Precisely identifying the sub-type of amyloidosis in WM is critical, as a diagnosis of AL amyloidosis is an indication for initiating therapy1 and recognition that AL amyloidosis was not present resulted in withholding of chemotherapy in some of our cases. ATTRwt is more common than previously recognized and may result not only in diastolic heart failure but may also be a cause of lumbar spinal stenosis and ruptured biceps tendon.1085 For unclear reasons, there is a higher than expected prevalence of monoclonal gammopathy among these patients, and this may confound precise diagnosis.11 As ATTRwt is a disorder of older individuals,1312 it will likely coexist with WM, though unrelated in etiology. It is very possible that ATTR was unrecognized in earlier series due to reliance on immunohistochemistry which, as seen in our patients, may be inaccurate in some cases. Radiotracers such as Tc-PYP can detect ATTR without the need of a tissue biopsy, and have now become widely used in diagnosis. In a multi-national study, a grade 2/3 radiotracer uptake was 100% specific for ATTR in the absence of a monoclonal protein.7 Even in the presence of a monoclonal protein, as in these patients, the specificity of a strongly positive scan for the presence of ATTR remains high, at 97%.

INSTRUCTIONS TO FOLLOW
List every condition that the amyloidosis passage says ATTRwt may result in or be a cause of. The records that follow the amyloidosis passage were drawn from a separate source.

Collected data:
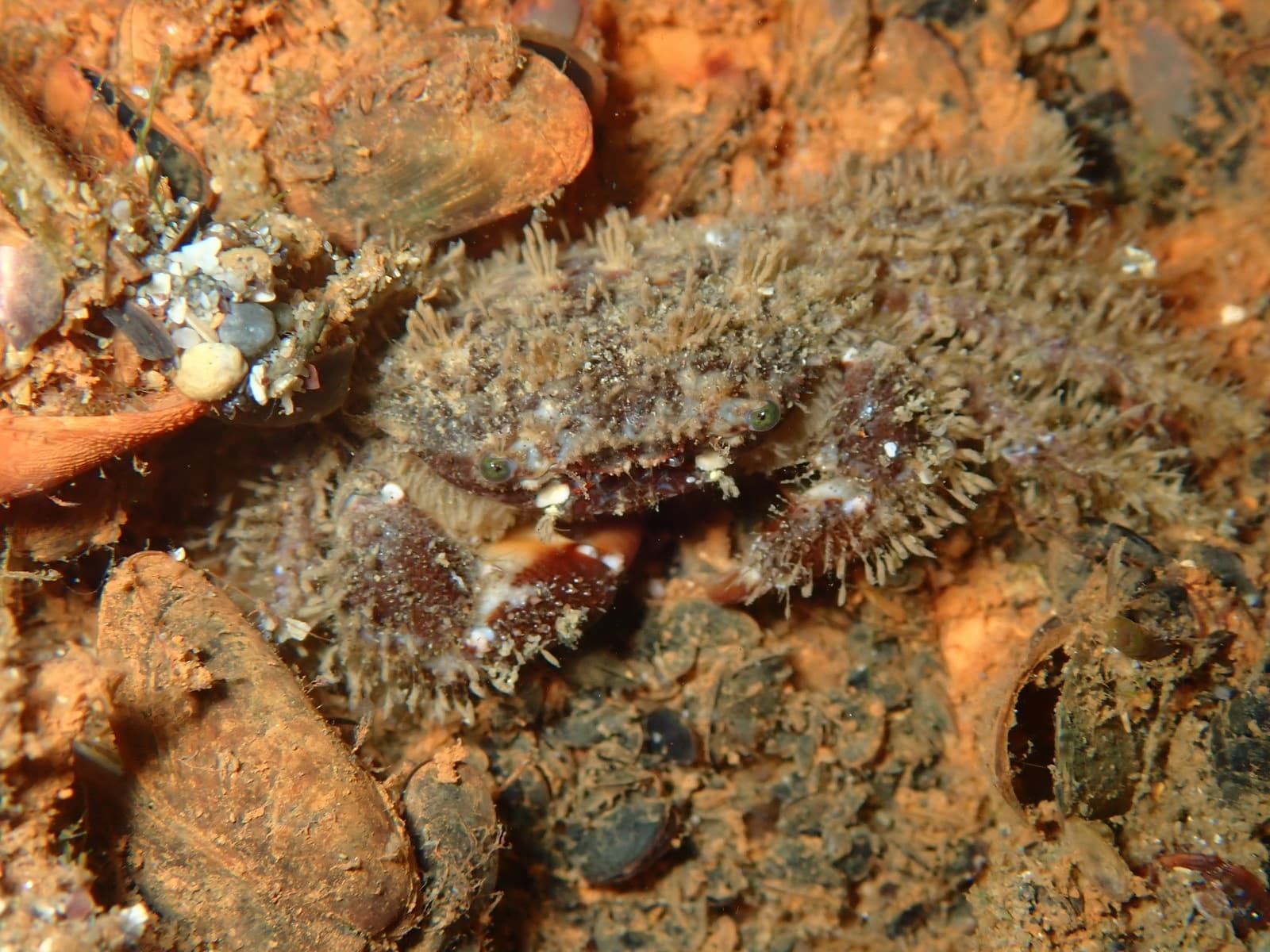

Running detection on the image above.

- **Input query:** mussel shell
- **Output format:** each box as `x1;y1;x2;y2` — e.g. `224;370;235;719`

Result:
265;29;592;248
43;60;214;205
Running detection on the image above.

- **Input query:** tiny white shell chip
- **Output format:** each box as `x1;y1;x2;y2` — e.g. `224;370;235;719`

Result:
173;341;246;400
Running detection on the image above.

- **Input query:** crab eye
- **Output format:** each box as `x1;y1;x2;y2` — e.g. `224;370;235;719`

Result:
745;400;781;433
479;453;516;482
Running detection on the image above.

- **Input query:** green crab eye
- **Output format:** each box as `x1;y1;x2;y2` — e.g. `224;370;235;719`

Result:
479;453;516;482
745;400;781;433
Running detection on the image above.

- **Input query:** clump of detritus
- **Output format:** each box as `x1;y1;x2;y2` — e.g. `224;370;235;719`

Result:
218;117;1262;706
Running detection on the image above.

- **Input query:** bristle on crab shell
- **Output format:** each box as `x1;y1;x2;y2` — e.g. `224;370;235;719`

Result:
230;466;640;711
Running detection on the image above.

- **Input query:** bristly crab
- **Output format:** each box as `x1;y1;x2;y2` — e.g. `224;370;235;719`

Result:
231;127;1260;707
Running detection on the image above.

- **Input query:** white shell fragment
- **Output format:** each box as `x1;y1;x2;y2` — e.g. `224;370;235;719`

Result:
174;341;246;400
0;232;62;351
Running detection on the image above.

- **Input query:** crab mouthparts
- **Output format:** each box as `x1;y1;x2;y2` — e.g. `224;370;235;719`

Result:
533;449;737;519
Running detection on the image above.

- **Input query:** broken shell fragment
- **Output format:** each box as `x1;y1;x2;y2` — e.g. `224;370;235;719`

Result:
265;28;592;248
98;552;419;952
0;392;207;503
173;340;246;400
44;60;214;205
0;220;62;351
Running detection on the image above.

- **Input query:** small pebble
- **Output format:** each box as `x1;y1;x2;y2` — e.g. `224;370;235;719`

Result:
0;230;62;351
174;341;246;400
216;301;277;360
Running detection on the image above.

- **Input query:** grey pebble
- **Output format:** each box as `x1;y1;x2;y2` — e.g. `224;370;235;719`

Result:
216;301;278;360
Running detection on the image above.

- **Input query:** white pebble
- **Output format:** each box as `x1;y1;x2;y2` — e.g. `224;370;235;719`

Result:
169;237;221;274
1222;305;1249;326
174;341;246;400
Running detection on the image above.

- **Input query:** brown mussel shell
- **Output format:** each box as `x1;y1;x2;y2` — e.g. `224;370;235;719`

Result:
265;28;592;248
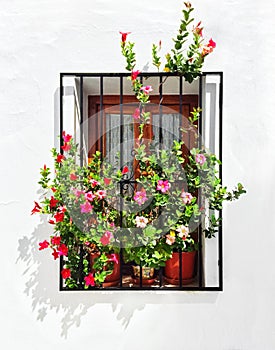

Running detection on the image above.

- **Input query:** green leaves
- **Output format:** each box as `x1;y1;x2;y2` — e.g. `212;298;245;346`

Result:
121;41;136;72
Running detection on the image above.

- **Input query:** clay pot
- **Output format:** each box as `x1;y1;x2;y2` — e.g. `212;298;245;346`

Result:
132;265;155;286
90;253;120;288
164;251;197;285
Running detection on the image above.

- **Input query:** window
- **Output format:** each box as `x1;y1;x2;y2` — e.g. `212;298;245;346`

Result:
60;72;222;290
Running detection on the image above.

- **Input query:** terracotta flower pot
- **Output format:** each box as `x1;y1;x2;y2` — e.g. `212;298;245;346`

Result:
164;251;197;285
132;265;155;286
90;253;120;288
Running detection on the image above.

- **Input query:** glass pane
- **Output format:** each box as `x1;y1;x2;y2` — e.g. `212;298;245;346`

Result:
152;113;181;149
106;114;134;172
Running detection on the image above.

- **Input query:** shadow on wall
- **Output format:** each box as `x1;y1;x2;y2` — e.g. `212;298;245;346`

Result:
17;218;218;338
17;84;218;338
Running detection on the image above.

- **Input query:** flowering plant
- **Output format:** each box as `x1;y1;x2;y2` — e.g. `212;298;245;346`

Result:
32;3;245;288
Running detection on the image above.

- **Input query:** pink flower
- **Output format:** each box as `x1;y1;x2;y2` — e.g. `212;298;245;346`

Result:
176;225;189;240
57;205;67;213
61;143;72;152
85;191;96;202
122;166;129;175
119;32;131;43
193;22;203;36
84;273;95;286
62;131;72;142
201;39;216;57
109;254;118;264
157;180;171;193
39;240;50;250
134;190;148;205
100;231;114;245
31;202;42;215
207;38;217;49
61;269;71;280
70;173;77;181
95;190;106;199
57;244;68;256
104;177;112;186
131;70;140;81
195;153;206;165
50;196;58;209
73;188;85;198
135;216;148;228
90;179;99;187
52;249;59;260
140;85;153;95
181;192;193;204
51;236;61;245
56;154;65;163
54;212;64;222
166;235;176;245
80;201;93;213
133;108;140;119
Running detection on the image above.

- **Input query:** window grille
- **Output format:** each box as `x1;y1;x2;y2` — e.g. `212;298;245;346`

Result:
59;72;223;291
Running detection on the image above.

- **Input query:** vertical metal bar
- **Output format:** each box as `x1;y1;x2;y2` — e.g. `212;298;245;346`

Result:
79;244;84;289
179;75;183;115
119;76;123;288
159;76;163;149
99;76;104;160
219;72;223;290
198;75;205;288
158;76;163;287
179;249;183;288
139;264;142;288
59;73;64;291
79;76;84;166
198;74;204;148
178;75;183;142
59;73;64;154
139;76;143;288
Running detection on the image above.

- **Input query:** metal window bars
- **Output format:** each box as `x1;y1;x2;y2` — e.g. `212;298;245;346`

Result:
59;72;223;291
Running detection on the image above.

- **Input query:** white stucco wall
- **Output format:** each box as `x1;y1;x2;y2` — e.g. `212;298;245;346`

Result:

ANSWER AREA
- Diastolic heart failure
- Lumbar spinal stenosis
- Ruptured biceps tendon